***** Data listing
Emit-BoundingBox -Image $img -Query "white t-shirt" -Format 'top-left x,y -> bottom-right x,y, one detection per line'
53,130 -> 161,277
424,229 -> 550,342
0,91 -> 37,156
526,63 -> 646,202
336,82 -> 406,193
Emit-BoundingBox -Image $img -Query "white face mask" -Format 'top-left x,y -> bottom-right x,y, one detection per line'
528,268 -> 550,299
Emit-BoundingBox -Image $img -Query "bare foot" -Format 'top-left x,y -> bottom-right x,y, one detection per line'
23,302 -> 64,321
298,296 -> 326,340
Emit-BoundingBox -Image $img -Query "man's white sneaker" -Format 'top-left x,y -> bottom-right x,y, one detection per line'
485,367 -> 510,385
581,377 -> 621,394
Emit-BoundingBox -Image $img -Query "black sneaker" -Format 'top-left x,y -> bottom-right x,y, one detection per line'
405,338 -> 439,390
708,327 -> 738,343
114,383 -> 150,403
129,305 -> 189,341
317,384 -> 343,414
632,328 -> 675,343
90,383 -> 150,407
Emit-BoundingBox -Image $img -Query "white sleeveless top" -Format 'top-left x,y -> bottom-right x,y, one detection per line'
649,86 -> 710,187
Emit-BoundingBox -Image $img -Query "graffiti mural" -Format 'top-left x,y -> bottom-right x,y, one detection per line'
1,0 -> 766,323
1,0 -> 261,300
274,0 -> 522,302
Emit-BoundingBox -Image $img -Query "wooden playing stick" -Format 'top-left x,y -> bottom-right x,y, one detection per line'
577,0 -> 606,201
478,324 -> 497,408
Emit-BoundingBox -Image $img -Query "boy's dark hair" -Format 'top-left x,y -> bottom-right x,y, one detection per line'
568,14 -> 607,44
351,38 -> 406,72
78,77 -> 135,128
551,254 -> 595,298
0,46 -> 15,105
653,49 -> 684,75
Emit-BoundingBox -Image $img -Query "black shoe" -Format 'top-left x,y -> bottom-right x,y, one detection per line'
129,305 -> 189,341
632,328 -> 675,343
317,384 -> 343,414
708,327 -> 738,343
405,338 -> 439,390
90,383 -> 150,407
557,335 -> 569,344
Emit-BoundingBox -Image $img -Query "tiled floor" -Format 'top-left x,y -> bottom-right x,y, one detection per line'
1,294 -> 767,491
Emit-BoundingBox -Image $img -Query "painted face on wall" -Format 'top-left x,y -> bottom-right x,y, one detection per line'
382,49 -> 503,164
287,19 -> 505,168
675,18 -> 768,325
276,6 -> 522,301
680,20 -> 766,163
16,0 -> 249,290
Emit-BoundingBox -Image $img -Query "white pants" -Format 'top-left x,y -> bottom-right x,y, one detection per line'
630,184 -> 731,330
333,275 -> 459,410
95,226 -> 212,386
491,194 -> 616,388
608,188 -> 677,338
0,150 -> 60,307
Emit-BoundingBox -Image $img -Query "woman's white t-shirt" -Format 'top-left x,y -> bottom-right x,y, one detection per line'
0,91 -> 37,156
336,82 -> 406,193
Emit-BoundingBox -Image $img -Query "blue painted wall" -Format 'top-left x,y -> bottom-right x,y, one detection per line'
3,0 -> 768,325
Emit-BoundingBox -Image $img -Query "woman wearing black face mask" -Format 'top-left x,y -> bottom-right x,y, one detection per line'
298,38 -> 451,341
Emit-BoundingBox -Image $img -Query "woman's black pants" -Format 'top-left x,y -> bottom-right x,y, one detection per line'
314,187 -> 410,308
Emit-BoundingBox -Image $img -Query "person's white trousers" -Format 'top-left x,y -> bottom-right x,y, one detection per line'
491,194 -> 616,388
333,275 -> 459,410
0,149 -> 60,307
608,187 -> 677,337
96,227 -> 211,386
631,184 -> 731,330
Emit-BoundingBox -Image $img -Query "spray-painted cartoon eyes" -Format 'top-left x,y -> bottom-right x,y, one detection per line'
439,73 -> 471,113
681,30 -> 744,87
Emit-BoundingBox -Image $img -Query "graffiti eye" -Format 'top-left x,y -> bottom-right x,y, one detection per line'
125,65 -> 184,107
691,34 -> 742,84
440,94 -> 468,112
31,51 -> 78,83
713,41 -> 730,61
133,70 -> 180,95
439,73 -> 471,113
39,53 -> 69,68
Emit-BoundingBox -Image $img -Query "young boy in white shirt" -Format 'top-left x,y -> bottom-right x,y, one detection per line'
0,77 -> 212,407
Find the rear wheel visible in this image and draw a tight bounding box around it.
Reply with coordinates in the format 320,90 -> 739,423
**********
**Description of the task**
Whatever appears in the listing should be copied exactly and completely.

**Result**
Emit-BoundingBox -Image $img -Query "white t-shirt" -Format 'top-left x,y -> bottom-right x,y, one detection per line'
53,130 -> 161,277
424,229 -> 550,342
0,91 -> 37,156
526,63 -> 646,202
336,82 -> 406,193
Emit-BoundingBox -Image $img -Query "white face mask" -Format 'top-left x,y -> bottom-right x,y, one detection per line'
528,268 -> 550,299
Emit-BoundingBox -Image $img -Query "bare foot" -Format 'top-left x,y -> bottom-right x,y, one detection per line'
23,302 -> 64,321
298,296 -> 326,340
Emit-BoundingBox -Image $img -Query "man's white sneaker" -Format 'top-left x,y -> bottom-right x,y, one detection per line'
485,367 -> 510,385
581,377 -> 621,394
Emit-BoundingBox -Image $img -Query "black sneaker" -Format 'top-left x,y -> bottom-right x,y, one detection per line'
405,338 -> 439,390
708,327 -> 738,343
114,383 -> 150,403
129,305 -> 189,341
317,384 -> 343,414
632,328 -> 675,343
90,383 -> 150,407
Emit-BoundingBox -Image $img -Query "white sleeveless top" -Format 'top-left x,y -> bottom-right x,y, one detection per line'
649,86 -> 710,187
Emit-BoundingBox -Image $img -Query "graffiti mural" -Format 'top-left x,y -> bottom-right x,y, one detection per line'
1,0 -> 766,323
1,0 -> 261,300
274,0 -> 522,302
Emit-BoundingBox -Image $img -Query "wooden playing stick" -Format 'top-left x,y -> bottom-right x,y, one detection per line'
577,0 -> 606,201
478,324 -> 497,408
Emit-BoundingBox -Image $img -Query "boy's dark hair" -Format 'top-left x,y -> bottom-right x,y, one detection per line'
568,14 -> 607,44
351,38 -> 406,72
78,77 -> 135,128
551,254 -> 595,298
0,46 -> 15,105
653,49 -> 684,75
Emit-BoundingBox -Image $img -Query "black shoe" -Format 'top-left x,y -> bottom-right x,y, one detection per line'
129,305 -> 189,341
632,328 -> 675,343
317,384 -> 343,414
708,327 -> 738,343
405,338 -> 439,390
90,383 -> 150,407
557,335 -> 569,344
Emit-BoundingBox -Image $img -Query "tiled floor" -Format 'top-left x,y -> bottom-right x,y, one detection per line'
1,294 -> 767,491
Emit-BoundingBox -Image $img -Query "painted face on wall" -Format 'top-left x,y -> bottom-right x,y, one detection per line'
382,49 -> 503,164
287,19 -> 505,168
675,18 -> 768,325
276,6 -> 522,301
680,20 -> 766,163
16,0 -> 249,290
Emit-BoundingBox -Image $img -Query "white pants" -Format 'top-left x,y -> bottom-right x,y, one detection per line'
630,184 -> 731,330
333,275 -> 459,410
95,226 -> 212,386
491,194 -> 616,388
608,188 -> 677,338
0,150 -> 60,307
Emit-BoundingBox -Image $img -Query "woman's white t-shirt" -Format 'top-left x,y -> bottom-right x,y, one detection per line'
0,91 -> 37,156
336,82 -> 406,193
Emit-BoundingBox -Image $img -Query "blue painted wall" -Format 'top-left x,y -> bottom-right x,y, one detection per line'
3,0 -> 768,325
Emit-BoundingBox -Image $img -Query "woman wearing black face mask" -Format 'top-left x,y -> bottom-right x,y, one detection per line'
298,38 -> 451,341
Emit-BoundingBox -Image $img -Query "woman's black pants" -Format 'top-left x,y -> bottom-right x,y, one detection per line'
314,187 -> 410,308
Emit-BoundingBox -Image $img -Query "person's white trousers" -Format 'top-left x,y -> bottom-right x,y, one detection per line'
491,194 -> 616,388
333,275 -> 459,410
0,149 -> 60,307
608,187 -> 677,337
96,227 -> 211,386
631,184 -> 731,330
Emit-BoundingBox -Image $img -Query "spray-painted cartoon eyes" -Format 'top-left x,y -> bottom-right x,y, one detection per line'
439,73 -> 471,113
681,30 -> 744,87
Emit-BoundingBox -Image $img -Query "graffiti eye" -Format 'top-left x,y -> bottom-right x,y, one detection per line'
125,65 -> 184,107
691,34 -> 742,84
440,94 -> 468,112
31,51 -> 78,83
713,41 -> 730,61
133,70 -> 180,95
439,73 -> 471,113
39,53 -> 69,68
Emit-BoundingBox -Image $img -Query "young boy in white shirt" -Format 'top-left x,y -> bottom-right x,y, one detection per line'
0,77 -> 212,407
Find the rear wheel visible in this image and draw a tight bounding box around it.
Reply with coordinates in the format 320,90 -> 739,423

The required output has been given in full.